### Work to complete
Please pull out every line of the material below that contains the word "broad", matching case exactly.
— Start Given data —
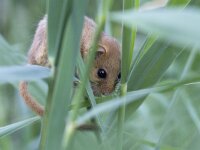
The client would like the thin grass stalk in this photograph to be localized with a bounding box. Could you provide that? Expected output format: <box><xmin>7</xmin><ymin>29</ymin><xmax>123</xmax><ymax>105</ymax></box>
<box><xmin>40</xmin><ymin>0</ymin><xmax>72</xmax><ymax>149</ymax></box>
<box><xmin>41</xmin><ymin>0</ymin><xmax>86</xmax><ymax>150</ymax></box>
<box><xmin>63</xmin><ymin>0</ymin><xmax>112</xmax><ymax>149</ymax></box>
<box><xmin>118</xmin><ymin>0</ymin><xmax>140</xmax><ymax>150</ymax></box>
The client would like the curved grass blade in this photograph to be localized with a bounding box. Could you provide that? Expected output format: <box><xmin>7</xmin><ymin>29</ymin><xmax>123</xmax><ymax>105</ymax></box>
<box><xmin>0</xmin><ymin>116</ymin><xmax>40</xmax><ymax>138</ymax></box>
<box><xmin>76</xmin><ymin>76</ymin><xmax>200</xmax><ymax>126</ymax></box>
<box><xmin>40</xmin><ymin>0</ymin><xmax>87</xmax><ymax>150</ymax></box>
<box><xmin>110</xmin><ymin>8</ymin><xmax>200</xmax><ymax>47</ymax></box>
<box><xmin>0</xmin><ymin>65</ymin><xmax>51</xmax><ymax>83</ymax></box>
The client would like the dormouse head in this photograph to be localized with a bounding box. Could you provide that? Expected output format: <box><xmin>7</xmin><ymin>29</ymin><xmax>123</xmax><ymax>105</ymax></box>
<box><xmin>90</xmin><ymin>35</ymin><xmax>121</xmax><ymax>96</ymax></box>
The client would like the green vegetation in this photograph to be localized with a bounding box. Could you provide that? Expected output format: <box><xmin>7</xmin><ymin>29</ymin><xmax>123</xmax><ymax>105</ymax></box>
<box><xmin>0</xmin><ymin>0</ymin><xmax>200</xmax><ymax>150</ymax></box>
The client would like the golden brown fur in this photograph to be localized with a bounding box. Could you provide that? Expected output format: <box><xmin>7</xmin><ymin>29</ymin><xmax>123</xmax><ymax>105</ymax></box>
<box><xmin>19</xmin><ymin>16</ymin><xmax>121</xmax><ymax>116</ymax></box>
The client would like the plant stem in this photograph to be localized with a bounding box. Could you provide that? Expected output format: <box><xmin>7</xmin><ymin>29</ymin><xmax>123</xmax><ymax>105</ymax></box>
<box><xmin>63</xmin><ymin>0</ymin><xmax>112</xmax><ymax>149</ymax></box>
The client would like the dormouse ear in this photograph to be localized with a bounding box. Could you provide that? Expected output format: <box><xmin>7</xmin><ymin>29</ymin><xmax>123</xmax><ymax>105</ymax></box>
<box><xmin>96</xmin><ymin>44</ymin><xmax>107</xmax><ymax>57</ymax></box>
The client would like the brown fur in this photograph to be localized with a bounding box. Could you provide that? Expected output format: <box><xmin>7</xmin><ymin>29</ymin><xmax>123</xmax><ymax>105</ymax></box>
<box><xmin>19</xmin><ymin>16</ymin><xmax>121</xmax><ymax>116</ymax></box>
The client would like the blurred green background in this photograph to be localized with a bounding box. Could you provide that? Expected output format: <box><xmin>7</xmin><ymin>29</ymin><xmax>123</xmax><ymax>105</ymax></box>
<box><xmin>0</xmin><ymin>0</ymin><xmax>200</xmax><ymax>150</ymax></box>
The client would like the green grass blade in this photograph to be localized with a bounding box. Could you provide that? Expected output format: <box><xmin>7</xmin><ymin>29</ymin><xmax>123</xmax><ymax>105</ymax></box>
<box><xmin>167</xmin><ymin>0</ymin><xmax>191</xmax><ymax>7</ymax></box>
<box><xmin>180</xmin><ymin>91</ymin><xmax>200</xmax><ymax>133</ymax></box>
<box><xmin>76</xmin><ymin>76</ymin><xmax>200</xmax><ymax>126</ymax></box>
<box><xmin>0</xmin><ymin>34</ymin><xmax>25</xmax><ymax>66</ymax></box>
<box><xmin>0</xmin><ymin>116</ymin><xmax>40</xmax><ymax>138</ymax></box>
<box><xmin>0</xmin><ymin>65</ymin><xmax>51</xmax><ymax>83</ymax></box>
<box><xmin>41</xmin><ymin>1</ymin><xmax>86</xmax><ymax>150</ymax></box>
<box><xmin>110</xmin><ymin>8</ymin><xmax>200</xmax><ymax>47</ymax></box>
<box><xmin>78</xmin><ymin>54</ymin><xmax>103</xmax><ymax>130</ymax></box>
<box><xmin>126</xmin><ymin>42</ymin><xmax>182</xmax><ymax>117</ymax></box>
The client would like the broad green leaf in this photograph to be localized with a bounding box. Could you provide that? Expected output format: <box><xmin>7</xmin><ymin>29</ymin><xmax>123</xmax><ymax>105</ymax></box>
<box><xmin>126</xmin><ymin>42</ymin><xmax>182</xmax><ymax>116</ymax></box>
<box><xmin>0</xmin><ymin>65</ymin><xmax>51</xmax><ymax>83</ymax></box>
<box><xmin>111</xmin><ymin>8</ymin><xmax>200</xmax><ymax>47</ymax></box>
<box><xmin>0</xmin><ymin>116</ymin><xmax>40</xmax><ymax>138</ymax></box>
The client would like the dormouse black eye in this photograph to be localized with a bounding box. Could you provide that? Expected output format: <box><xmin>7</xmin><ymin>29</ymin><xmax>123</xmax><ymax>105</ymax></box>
<box><xmin>118</xmin><ymin>72</ymin><xmax>121</xmax><ymax>79</ymax></box>
<box><xmin>97</xmin><ymin>69</ymin><xmax>107</xmax><ymax>79</ymax></box>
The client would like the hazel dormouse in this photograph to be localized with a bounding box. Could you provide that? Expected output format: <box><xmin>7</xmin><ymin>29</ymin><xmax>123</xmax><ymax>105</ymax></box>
— End Given data —
### The completed task
The client would like the broad green leaf in this photograph to be localized with a bounding box. Could you provide that? Expected output format: <box><xmin>7</xmin><ymin>29</ymin><xmax>123</xmax><ymax>105</ymax></box>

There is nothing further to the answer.